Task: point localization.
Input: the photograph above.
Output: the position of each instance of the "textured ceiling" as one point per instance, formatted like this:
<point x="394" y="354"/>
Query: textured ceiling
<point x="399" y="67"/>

--

Your task — Extract the full listing and reproduce each line exactly.

Full output —
Task: point localization.
Input: the photograph above.
Output: the position of each instance of the "textured ceiling" as one point per instance, formatted like this:
<point x="394" y="354"/>
Query: textured ceiling
<point x="399" y="67"/>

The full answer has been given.